[Work to complete]
a – According to the Excel forum thread, which two main colors does the code use?
b – Transcribe everything in the Excel forum thread from "Iain's (Glaswegian) code" down to "some other way.".

[Passage to read]

By the way, Glaswegian, where exactly does one insert a formula like this in an excel document?

Thanks again!
JB


----------



## RSpecianjr (Jan 20, 2010)

*Re: Excel: Comparing two excel documents and coloring the differences*

Hey JB,

Iain's (Glaswegian) code is for a macro not a formula. To insert the code, when you have the workbook open, click ALT+F11 then add a new Module (should be an option for it at the top).

Copy and paste the code above into the blank module that opens. Then hit the play button at the top. 

A requirement of the code is that both the lookup range and the compare range are in the same workbook. It might work if both workbooks are open in the same instance of excel, but no promises on that.

Try it out, if you want a different approach let us know and we can try doing it some other way.

Regards,

Robert D. Specian Jr.


----------



## jonathynblythe (Apr 14, 2011)

*Re: Excel: Comparing two excel documents and coloring the differences*

Ok, the macro asks me for the range. I'm selecting column F (the phone numbers), then it asks me for the second range and then I click column F on the other sheet (the other phone numbers). Then the Excel document freezes up... Am I doing something wrong? Thanks as always!


----------



## Glaswegian (Sep 16, 2005)

*Re: Excel: Comparing two excel documents and coloring the differences*

Hi Jon

It *does* require that both sheets are in the same workbook. The beauty of the code is that the ranges do not have to be equal in size.

You say that Excel freezes - are there any error messages or anything like that? I've used this code on some fairly large ranges and it's always worked fine.

Remember, the code uses green and red as the two main colours...

You could also try Robert's method as an alternative - it would work just as well.

[Supplied entries]
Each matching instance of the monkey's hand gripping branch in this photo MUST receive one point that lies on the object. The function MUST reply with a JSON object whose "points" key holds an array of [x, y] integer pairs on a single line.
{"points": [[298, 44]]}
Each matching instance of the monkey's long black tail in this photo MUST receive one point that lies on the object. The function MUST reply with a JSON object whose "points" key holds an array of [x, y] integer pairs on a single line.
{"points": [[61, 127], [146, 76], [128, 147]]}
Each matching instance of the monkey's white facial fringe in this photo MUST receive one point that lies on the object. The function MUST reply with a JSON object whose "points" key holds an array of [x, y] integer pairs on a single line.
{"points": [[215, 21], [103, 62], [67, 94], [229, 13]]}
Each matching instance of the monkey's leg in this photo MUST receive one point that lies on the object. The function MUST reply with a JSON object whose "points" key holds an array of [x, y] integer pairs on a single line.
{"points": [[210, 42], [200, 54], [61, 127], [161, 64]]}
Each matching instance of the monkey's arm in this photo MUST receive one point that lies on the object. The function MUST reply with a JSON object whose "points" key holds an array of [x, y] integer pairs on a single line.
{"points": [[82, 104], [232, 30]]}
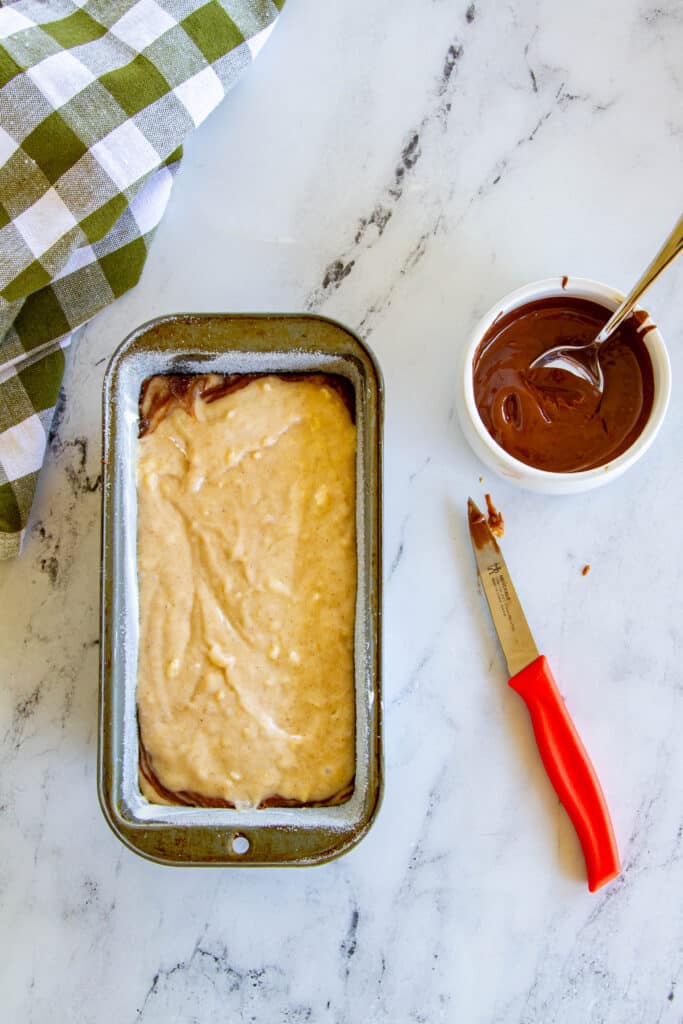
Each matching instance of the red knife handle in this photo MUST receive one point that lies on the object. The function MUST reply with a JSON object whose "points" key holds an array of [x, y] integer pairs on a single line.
{"points": [[570, 771]]}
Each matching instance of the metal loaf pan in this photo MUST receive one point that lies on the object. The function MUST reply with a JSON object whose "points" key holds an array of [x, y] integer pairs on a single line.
{"points": [[232, 344]]}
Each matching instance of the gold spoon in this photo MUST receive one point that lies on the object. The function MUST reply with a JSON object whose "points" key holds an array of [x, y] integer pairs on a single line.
{"points": [[583, 360]]}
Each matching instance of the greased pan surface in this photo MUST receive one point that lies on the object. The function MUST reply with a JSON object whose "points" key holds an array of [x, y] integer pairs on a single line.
{"points": [[232, 344]]}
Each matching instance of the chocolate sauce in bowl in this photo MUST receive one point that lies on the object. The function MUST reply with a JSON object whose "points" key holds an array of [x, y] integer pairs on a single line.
{"points": [[549, 418]]}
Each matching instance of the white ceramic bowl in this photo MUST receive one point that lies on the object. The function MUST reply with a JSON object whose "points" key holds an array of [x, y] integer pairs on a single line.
{"points": [[539, 479]]}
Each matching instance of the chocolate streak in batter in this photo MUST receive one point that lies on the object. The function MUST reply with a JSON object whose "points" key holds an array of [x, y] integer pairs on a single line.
{"points": [[549, 418], [159, 396]]}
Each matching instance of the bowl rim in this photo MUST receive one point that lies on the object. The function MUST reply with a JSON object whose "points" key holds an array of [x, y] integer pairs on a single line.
{"points": [[610, 298]]}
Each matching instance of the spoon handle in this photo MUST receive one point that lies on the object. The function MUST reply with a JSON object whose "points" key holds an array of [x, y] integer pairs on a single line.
{"points": [[669, 252]]}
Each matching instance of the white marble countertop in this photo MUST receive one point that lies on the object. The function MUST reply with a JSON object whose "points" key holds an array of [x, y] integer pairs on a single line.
{"points": [[398, 166]]}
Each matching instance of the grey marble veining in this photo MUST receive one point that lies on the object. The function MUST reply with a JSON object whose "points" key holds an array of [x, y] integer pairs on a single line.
{"points": [[397, 166]]}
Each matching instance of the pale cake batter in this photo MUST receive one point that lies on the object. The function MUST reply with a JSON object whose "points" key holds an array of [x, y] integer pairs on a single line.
{"points": [[247, 589]]}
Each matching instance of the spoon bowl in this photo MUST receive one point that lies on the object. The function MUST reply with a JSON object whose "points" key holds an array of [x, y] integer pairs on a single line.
{"points": [[584, 360]]}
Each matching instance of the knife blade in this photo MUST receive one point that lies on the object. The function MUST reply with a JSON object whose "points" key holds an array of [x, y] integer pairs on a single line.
{"points": [[563, 755]]}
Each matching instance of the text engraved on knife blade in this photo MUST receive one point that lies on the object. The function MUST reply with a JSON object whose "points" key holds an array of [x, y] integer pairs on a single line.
{"points": [[511, 626]]}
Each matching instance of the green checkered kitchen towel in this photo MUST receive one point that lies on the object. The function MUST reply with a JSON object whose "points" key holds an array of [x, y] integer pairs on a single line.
{"points": [[95, 99]]}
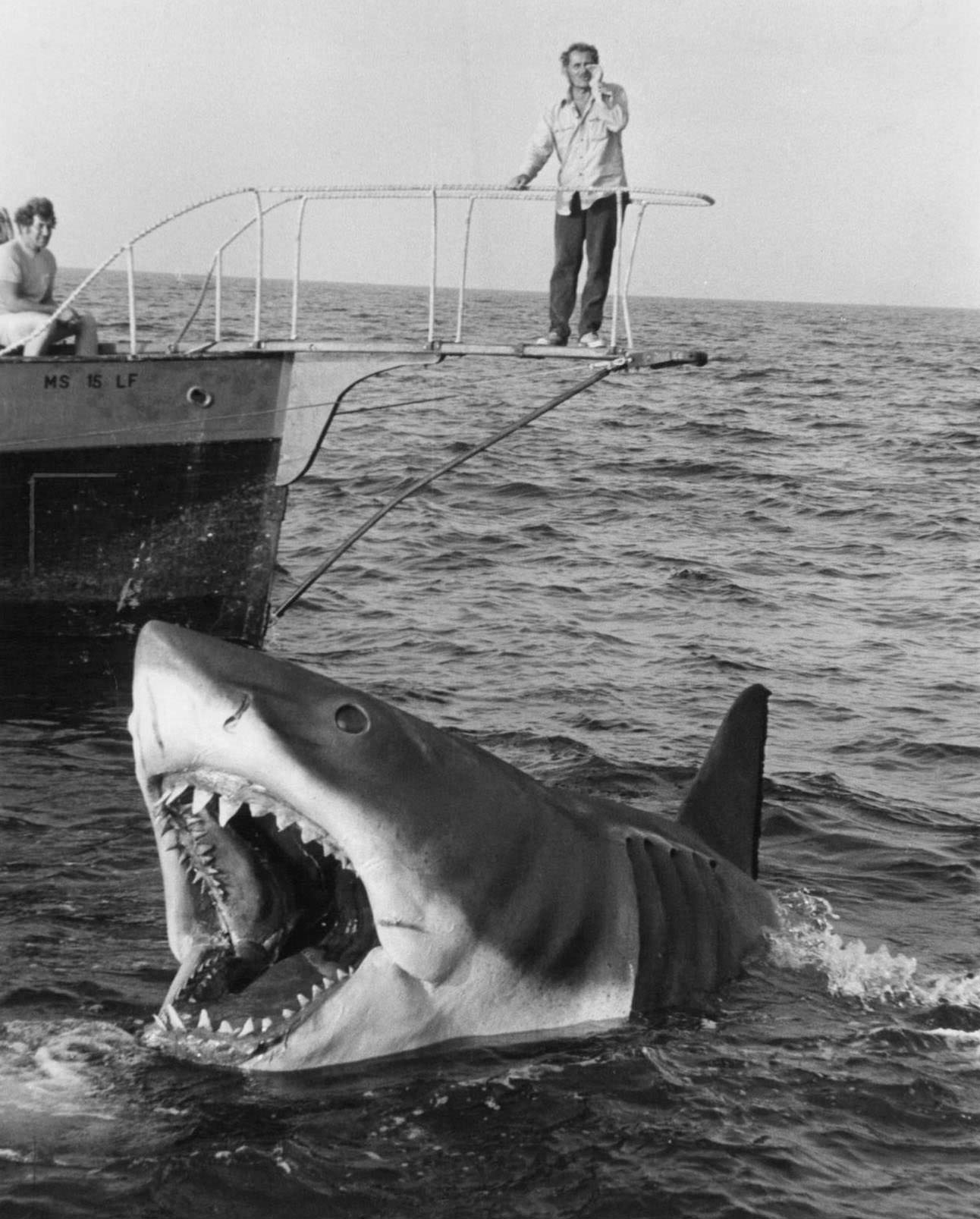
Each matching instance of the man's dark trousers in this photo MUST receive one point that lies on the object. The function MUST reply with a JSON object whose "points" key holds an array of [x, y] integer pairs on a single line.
{"points": [[595, 231]]}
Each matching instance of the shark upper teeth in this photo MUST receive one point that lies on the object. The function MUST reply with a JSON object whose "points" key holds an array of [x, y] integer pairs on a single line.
{"points": [[200, 800], [227, 809]]}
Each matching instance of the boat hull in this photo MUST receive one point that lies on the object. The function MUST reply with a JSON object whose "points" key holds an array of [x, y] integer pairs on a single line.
{"points": [[133, 489], [154, 486]]}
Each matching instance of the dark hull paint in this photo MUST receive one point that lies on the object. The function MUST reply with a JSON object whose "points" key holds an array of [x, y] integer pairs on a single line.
{"points": [[96, 542]]}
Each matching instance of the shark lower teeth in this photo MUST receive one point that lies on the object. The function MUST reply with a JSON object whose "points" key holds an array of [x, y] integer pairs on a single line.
{"points": [[171, 1020]]}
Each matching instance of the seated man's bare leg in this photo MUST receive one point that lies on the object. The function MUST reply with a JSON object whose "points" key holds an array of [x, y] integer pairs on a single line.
{"points": [[86, 335]]}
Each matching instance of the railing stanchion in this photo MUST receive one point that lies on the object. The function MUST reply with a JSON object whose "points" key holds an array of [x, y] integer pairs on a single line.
{"points": [[629, 271], [259, 254], [294, 331], [132, 291], [433, 267], [217, 295], [462, 272]]}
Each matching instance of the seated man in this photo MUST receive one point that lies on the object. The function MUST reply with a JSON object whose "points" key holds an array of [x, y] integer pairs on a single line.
{"points": [[27, 285]]}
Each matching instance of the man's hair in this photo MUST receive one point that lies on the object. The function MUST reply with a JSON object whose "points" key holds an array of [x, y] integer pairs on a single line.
{"points": [[586, 48], [33, 207]]}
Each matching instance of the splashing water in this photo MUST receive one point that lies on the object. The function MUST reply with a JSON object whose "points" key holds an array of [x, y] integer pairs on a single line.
{"points": [[806, 939]]}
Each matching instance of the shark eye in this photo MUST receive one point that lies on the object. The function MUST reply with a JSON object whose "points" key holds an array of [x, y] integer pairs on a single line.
{"points": [[351, 719]]}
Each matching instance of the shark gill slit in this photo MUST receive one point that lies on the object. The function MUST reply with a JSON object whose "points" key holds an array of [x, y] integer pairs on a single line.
{"points": [[684, 945]]}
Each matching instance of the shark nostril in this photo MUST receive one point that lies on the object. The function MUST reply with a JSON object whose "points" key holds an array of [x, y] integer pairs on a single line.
{"points": [[351, 719]]}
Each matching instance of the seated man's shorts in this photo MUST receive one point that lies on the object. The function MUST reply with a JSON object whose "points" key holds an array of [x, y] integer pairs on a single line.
{"points": [[17, 328]]}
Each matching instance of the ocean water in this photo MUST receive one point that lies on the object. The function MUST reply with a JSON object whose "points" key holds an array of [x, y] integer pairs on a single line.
{"points": [[586, 600]]}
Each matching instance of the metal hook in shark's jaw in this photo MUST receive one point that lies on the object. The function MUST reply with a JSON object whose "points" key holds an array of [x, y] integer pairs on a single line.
{"points": [[499, 907]]}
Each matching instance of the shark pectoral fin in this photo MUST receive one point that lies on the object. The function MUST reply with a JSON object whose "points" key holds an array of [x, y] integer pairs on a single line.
{"points": [[724, 805]]}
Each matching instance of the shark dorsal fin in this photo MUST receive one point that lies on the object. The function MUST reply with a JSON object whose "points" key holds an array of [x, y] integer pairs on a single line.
{"points": [[724, 805]]}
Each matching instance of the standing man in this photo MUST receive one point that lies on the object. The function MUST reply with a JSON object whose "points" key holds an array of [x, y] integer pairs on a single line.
{"points": [[584, 130], [27, 287]]}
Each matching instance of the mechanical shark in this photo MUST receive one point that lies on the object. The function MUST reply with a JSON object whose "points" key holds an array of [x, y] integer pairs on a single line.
{"points": [[435, 894]]}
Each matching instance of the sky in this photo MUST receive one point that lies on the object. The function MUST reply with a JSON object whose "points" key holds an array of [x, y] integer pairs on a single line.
{"points": [[840, 138]]}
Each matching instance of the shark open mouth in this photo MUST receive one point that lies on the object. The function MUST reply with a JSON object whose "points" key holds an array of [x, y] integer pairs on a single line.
{"points": [[253, 885]]}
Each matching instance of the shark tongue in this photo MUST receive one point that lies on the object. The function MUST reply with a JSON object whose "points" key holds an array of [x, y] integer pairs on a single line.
{"points": [[212, 968]]}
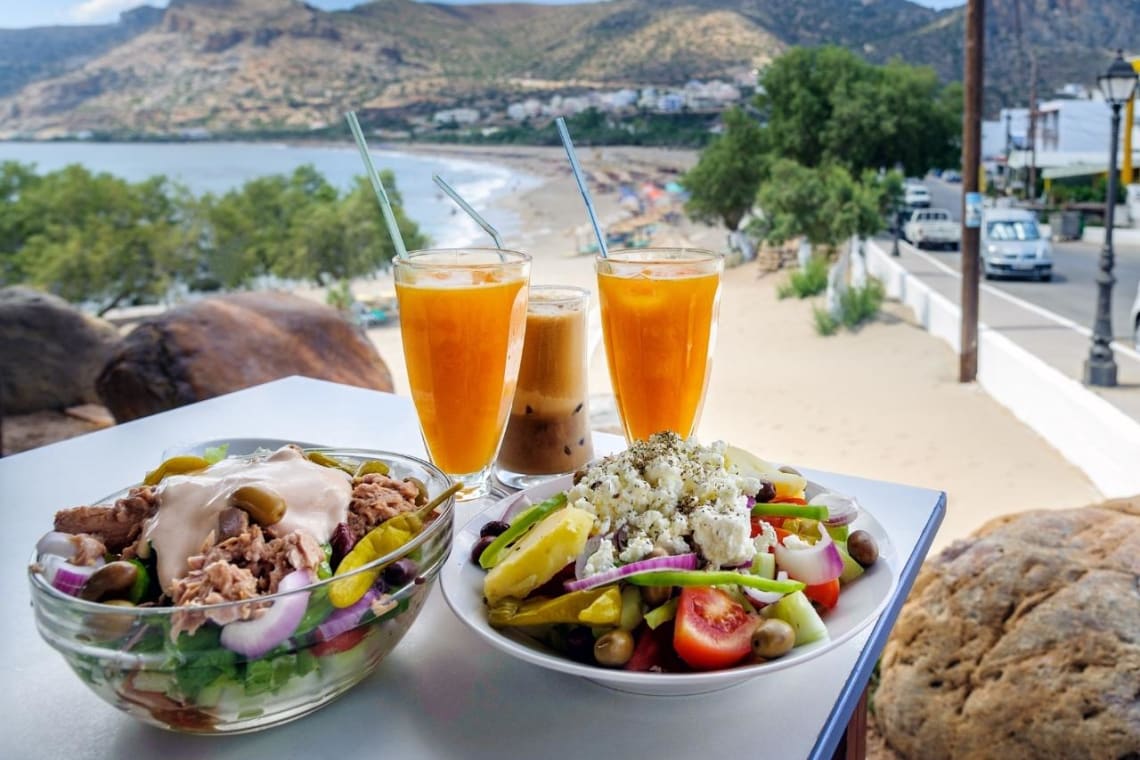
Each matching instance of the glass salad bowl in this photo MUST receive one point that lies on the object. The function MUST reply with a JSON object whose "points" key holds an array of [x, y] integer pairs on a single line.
{"points": [[195, 684]]}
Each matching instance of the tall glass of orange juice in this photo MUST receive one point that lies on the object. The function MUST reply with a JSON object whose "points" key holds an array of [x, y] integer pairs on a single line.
{"points": [[659, 313], [463, 313]]}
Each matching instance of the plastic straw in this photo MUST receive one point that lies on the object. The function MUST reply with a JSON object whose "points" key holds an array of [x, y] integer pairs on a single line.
{"points": [[385, 205], [581, 185], [466, 206]]}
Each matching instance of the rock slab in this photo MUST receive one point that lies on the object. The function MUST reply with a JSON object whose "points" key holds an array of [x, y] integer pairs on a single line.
{"points": [[1022, 642], [50, 352], [230, 342]]}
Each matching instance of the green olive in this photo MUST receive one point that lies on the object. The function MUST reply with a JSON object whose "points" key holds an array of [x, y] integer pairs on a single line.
{"points": [[372, 466], [179, 465], [773, 638], [863, 548], [265, 506], [112, 581], [615, 648]]}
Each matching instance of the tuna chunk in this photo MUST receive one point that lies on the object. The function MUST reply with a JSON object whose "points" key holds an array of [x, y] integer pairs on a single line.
{"points": [[117, 525], [237, 569], [376, 498]]}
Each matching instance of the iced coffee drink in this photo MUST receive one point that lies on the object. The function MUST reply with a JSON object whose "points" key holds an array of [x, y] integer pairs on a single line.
{"points": [[548, 430]]}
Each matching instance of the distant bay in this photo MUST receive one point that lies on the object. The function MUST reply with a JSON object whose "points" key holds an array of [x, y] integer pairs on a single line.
{"points": [[220, 166]]}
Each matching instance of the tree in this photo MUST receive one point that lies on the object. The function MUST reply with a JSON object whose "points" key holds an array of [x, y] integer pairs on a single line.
{"points": [[99, 239], [827, 105], [724, 181], [824, 204], [348, 238]]}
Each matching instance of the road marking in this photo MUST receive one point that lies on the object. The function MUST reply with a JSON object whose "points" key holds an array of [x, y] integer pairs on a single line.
{"points": [[1064, 321]]}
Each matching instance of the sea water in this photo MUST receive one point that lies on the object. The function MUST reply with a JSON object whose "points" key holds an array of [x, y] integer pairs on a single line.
{"points": [[220, 166]]}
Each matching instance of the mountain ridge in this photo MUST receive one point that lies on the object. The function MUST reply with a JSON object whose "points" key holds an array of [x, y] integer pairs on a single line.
{"points": [[266, 65]]}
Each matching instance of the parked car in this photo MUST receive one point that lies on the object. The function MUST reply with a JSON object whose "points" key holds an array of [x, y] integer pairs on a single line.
{"points": [[933, 228], [917, 196], [1012, 245], [1136, 319]]}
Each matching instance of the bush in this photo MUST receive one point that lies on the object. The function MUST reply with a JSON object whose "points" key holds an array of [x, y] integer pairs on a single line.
{"points": [[858, 304], [807, 282]]}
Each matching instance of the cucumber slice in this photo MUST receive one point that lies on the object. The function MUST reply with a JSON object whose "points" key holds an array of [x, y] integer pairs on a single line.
{"points": [[798, 612], [852, 569]]}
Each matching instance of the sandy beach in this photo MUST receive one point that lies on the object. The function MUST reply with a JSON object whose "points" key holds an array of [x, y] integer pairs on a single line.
{"points": [[882, 402]]}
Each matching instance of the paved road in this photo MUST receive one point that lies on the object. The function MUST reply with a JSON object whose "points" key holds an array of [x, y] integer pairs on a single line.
{"points": [[1073, 292]]}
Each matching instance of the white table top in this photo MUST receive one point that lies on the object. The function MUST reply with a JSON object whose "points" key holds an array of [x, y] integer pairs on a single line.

[Set of answers]
a – Green and red.

b –
Iain's (Glaswegian) code is for a macro not a formula. To insert the code, when you have the workbook open, click ALT+F11 then add a new Module (should be an option for it at the top).

Copy and paste the code above into the blank module that opens. Then hit the play button at the top. 

A requirement of the code is that both the lookup range and the compare range are in the same workbook. It might work if both workbooks are open in the same instance of excel, but no promises on that.

Try it out, if you want a different approach let us know and we can try doing it some other way.